═════ SUPPLIED MATERIAL

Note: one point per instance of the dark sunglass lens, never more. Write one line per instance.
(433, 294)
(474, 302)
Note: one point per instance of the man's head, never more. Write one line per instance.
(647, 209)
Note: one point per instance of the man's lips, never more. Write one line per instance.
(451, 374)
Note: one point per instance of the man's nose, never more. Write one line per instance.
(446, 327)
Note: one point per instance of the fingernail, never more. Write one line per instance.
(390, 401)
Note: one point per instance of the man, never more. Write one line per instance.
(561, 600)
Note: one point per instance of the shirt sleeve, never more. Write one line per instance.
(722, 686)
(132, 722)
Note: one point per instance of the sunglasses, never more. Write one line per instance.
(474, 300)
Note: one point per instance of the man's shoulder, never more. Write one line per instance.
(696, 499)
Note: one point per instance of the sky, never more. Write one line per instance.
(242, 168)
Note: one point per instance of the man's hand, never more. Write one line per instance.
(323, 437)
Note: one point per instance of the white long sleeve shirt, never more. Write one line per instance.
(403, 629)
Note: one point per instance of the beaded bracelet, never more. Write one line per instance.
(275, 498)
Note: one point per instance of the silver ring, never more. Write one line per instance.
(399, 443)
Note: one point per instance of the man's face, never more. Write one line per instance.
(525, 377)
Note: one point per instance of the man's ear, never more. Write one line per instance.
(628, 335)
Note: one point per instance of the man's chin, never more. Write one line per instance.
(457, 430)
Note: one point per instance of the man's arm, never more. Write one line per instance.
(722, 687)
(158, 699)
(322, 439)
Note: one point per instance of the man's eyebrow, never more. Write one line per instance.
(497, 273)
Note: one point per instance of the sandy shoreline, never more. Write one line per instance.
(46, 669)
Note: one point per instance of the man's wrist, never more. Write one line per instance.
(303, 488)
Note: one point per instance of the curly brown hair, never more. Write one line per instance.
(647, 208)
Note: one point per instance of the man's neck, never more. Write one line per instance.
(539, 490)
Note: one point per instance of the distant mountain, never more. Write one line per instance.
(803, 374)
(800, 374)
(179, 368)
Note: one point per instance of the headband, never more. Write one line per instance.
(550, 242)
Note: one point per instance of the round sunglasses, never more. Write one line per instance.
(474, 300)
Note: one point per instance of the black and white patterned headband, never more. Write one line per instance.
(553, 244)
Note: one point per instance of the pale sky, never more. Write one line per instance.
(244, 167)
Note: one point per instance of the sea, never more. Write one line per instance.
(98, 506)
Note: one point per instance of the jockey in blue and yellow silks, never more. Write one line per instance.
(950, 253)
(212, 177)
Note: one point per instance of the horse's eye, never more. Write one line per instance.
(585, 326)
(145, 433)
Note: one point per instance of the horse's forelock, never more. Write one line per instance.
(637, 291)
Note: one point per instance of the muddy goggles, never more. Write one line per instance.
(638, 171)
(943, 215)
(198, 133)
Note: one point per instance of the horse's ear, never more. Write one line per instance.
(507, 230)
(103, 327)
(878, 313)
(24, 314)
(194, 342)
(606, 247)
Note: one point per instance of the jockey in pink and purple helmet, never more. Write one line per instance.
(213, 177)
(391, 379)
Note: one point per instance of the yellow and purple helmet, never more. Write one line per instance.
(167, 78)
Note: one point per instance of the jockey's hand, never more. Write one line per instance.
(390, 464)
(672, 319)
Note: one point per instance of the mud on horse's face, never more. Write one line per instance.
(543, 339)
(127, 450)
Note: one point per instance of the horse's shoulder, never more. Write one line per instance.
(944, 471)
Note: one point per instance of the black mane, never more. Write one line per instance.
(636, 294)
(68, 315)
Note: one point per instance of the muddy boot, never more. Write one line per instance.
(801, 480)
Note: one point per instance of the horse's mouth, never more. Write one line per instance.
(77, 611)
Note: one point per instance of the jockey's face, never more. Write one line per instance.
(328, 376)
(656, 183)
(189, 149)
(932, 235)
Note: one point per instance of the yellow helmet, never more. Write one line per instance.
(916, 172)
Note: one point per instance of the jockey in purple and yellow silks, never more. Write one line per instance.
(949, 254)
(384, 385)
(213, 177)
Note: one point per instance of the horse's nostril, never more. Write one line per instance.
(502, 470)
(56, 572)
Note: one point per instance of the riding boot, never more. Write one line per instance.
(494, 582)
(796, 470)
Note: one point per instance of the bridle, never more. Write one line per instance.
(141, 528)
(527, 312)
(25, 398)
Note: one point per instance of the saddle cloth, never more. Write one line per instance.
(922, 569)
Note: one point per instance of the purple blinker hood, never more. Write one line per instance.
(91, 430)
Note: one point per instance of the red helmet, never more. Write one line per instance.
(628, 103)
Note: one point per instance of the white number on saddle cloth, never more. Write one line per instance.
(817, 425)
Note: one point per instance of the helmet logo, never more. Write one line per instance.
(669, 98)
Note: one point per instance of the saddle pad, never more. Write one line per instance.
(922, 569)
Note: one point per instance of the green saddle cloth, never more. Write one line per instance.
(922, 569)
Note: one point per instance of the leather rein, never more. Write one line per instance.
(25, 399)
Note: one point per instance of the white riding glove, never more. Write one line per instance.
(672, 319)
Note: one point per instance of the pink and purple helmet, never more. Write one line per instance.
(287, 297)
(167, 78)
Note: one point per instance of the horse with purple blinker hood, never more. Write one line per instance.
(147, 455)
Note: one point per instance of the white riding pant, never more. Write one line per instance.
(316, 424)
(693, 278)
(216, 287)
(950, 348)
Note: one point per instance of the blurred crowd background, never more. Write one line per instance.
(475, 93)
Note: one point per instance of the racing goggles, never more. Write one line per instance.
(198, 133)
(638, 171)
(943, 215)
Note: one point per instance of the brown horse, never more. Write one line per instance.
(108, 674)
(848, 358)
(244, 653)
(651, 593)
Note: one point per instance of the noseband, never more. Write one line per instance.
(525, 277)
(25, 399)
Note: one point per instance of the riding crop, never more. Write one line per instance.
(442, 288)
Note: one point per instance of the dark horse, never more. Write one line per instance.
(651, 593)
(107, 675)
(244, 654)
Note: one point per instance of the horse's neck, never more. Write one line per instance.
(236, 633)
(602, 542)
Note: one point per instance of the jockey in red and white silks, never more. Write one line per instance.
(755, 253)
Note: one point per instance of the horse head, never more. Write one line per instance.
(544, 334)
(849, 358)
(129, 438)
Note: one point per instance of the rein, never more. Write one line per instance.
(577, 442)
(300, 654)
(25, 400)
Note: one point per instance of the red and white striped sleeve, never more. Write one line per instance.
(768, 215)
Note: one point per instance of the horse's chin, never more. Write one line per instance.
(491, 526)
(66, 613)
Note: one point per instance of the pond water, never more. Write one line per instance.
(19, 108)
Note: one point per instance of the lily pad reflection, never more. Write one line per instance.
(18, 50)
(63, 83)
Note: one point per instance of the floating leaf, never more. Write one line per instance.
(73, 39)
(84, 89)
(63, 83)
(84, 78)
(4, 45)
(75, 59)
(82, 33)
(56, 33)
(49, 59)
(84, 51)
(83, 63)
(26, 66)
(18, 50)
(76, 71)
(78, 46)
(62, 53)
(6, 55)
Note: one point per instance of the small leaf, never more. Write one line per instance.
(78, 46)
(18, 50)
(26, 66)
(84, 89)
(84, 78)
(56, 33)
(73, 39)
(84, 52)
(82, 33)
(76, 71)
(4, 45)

══════════

**WHAT TO DO**. Lay out the rows as a two-column CSV with the columns "instruction" and "points", one row per request: its text and its answer, each in a single quoted field with line breaks replaced by spaces. Begin at the line containing "Note: one point per instance of the rein, never" and continue through the end of the rows.

**EXERCISE SOLUTION**.
instruction,points
"Note: one point per instance of the rein, never more. Write one line per instance.","(577, 442) (300, 654) (25, 400)"
"Note: one point per instance of the red and white striped sleeve, never more. Write one line per instance.","(768, 215)"
"Note: one point per instance of the horse's chin, never more. Write one line per instance.","(491, 526) (66, 613)"
"Note: one point per instance of the pond water, never more. Write one line per instance.","(19, 108)"
"Note: one point per instance of the lily pad reflection, never more. Write one line per instance.","(18, 50) (63, 83)"
"Note: one point per instance of the floating leaf, never more. Write one line per instance.","(73, 39) (84, 89) (63, 83) (84, 78) (4, 45) (75, 59) (82, 33) (56, 33) (49, 59) (84, 51) (83, 63) (26, 66) (18, 50) (76, 71) (78, 46) (62, 53) (6, 55)"
"Note: one point per instance of the small leaf, never more. Write one line per instance.","(78, 46) (18, 50) (26, 66) (84, 89) (84, 78) (56, 33) (73, 39) (84, 52) (82, 33) (76, 71) (4, 45)"